## Texte présenté

= = =

Nous mentons. Plus ou moins. Plus ou moins souvent.
En ce sens, nous sommes tous des menteurs.
La doctrine postmoderne de la postvérité, servante de la marchandisation du monde, alimente cette tendance naturelle. Il n'y a plus de vérité, plus de réalité, tout est relatif, à chacun sa vérité, tout se vaut. Les coachs, thérapeutes et autres bonimenteurs parlent désormais comme Trump (à moins que ce soit l'inverse !) : "C'est vrai parce que je sens que c'est vrai." La discipline de l'administration de la preuve a disparue, bel et bien. Si vous insistez, on va vous traiter de "facho" ou de "nazi", au choix. Ou alors d'Occidental, d'intellectuel... Une version plus charitable consistera à vous taxer gentiment ("en conscience et avec le cœur") d'érudit, une version obsolète de Google.

= = =

(Éléments stockés)
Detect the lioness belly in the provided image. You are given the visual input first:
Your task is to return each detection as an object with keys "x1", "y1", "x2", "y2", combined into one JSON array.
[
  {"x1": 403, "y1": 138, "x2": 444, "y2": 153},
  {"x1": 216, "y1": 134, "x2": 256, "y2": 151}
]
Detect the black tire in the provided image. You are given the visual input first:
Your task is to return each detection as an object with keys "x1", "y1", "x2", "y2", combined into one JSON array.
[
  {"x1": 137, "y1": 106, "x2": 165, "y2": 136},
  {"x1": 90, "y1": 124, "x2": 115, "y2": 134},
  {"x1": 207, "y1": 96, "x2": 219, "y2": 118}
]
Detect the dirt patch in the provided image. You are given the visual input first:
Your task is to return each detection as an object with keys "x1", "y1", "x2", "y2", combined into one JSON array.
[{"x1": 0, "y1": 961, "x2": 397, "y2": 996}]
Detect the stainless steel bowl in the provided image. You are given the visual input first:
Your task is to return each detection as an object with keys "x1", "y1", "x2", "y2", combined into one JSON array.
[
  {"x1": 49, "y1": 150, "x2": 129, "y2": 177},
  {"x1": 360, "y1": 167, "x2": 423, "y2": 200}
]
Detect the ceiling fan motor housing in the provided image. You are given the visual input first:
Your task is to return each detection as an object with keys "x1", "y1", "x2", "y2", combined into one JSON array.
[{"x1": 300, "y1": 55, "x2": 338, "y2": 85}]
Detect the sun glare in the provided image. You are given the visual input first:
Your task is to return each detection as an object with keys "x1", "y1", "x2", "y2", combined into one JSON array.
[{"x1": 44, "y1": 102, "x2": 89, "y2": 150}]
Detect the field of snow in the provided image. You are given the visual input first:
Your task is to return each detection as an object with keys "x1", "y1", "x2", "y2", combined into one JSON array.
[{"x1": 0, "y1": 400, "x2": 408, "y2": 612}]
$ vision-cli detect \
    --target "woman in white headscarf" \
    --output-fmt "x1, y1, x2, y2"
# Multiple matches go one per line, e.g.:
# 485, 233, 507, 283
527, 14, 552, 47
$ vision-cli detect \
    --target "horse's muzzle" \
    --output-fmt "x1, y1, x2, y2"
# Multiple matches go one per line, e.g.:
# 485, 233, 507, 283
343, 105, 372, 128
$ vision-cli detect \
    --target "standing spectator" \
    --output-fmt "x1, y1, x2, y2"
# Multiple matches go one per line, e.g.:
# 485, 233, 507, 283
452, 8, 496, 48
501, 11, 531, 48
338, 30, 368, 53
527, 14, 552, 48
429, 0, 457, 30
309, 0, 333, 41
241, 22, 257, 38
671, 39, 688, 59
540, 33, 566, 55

= = =

D'après le texte présenté, comme qui les coachs, thérapeutes et autres bonimenteurs parlent-ils désormais ? La liste ne joue aucun rôle dans cet exercice.

Ils parlent désormais comme Trump : « C'est vrai parce que je sens que c'est vrai. »